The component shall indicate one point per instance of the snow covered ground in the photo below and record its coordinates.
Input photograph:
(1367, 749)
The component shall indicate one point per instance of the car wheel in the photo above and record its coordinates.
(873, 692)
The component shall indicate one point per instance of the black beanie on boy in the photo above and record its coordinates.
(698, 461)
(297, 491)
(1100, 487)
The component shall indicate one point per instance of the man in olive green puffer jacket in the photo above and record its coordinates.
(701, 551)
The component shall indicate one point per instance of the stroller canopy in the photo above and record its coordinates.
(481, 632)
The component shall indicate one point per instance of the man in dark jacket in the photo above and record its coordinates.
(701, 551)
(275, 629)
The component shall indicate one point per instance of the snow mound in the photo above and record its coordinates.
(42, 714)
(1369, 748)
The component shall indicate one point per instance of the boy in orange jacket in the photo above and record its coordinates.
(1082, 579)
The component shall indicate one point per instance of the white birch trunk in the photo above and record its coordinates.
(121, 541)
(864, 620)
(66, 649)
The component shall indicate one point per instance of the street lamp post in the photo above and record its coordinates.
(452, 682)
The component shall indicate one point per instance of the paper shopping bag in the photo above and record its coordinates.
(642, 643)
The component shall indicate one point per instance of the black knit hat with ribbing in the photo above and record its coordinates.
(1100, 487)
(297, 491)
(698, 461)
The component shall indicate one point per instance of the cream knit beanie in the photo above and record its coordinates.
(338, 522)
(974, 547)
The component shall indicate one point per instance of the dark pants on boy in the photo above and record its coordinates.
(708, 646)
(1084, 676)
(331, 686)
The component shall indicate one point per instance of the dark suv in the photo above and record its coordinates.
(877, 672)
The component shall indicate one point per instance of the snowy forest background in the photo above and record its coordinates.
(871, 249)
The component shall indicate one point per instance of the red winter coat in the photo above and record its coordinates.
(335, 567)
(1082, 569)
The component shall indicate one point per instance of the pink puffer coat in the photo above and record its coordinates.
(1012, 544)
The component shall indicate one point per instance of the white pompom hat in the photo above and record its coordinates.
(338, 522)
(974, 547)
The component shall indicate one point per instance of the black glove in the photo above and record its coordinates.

● **Exercise details**: Print all the data above word for word.

● **Task result**:
The component shall indicate one point per instance of the snow covered ground in the photo below and record its coordinates.
Input photograph:
(1367, 749)
The component shall indicate one point per instance of the car wheel in the photo above and record its coordinates.
(873, 692)
The component shall indicate one point per instance of the black beanie on boy in the photo above and record its coordinates.
(698, 461)
(297, 491)
(1100, 487)
The component shall indicate one point per instance of the man in olive green puffer jacket in the photo above and record its coordinates.
(701, 551)
The component shall indicate one point per instance of the stroller canopy in the photo above and record its coordinates.
(481, 632)
The component shall indicate one point per instance of the man in dark jacket in the photo above and record its coordinates.
(701, 551)
(275, 629)
The component shall indicate one point per instance of the snow mound in the photo above and record its coordinates.
(42, 714)
(1369, 748)
The component shall indicate one point per instance of the boy in orange jacket in the photo above and record its coordinates.
(1082, 579)
The component shall indicate one point per instance of the white birch trunk in the photo above and record its coordinates.
(121, 541)
(864, 620)
(66, 649)
The component shall indicate one point per instance of the street lamp post in the photo above and record its coordinates.
(452, 682)
The component shall indicate one point per instance of the paper shopping bag in the photo above and record its coordinates.
(642, 643)
The component shall indicate one point per instance of the black knit hat with ribbing in the photo above and record its coordinates.
(1100, 487)
(297, 491)
(698, 461)
The component shall indicate one point per instance of the cream knit beanie in the photo above and record its coordinates.
(338, 522)
(974, 547)
The component shall indicate one point per instance of the dark pants on boy in the photo above and record its coordinates.
(708, 646)
(1084, 676)
(331, 686)
The component shall indicate one point per instance of the dark suv in the photo above and record its coordinates.
(877, 672)
The component shall indicate one point per instance of the snowy forest background in the photo above and record its coordinates.
(871, 249)
The component shall indicate one point per instance of the red winter coat in the photo above and record its coordinates.
(335, 567)
(1082, 569)
The component shall indicate one point per instance of the pink puffer coat in the photo above and record its coordinates.
(1012, 544)
The component shall indicate one point per instance of the white pompom hat in the photo above and record its coordinates.
(338, 522)
(974, 547)
The component shall indicate one point per instance of the black glove in the photo above and record its coordinates.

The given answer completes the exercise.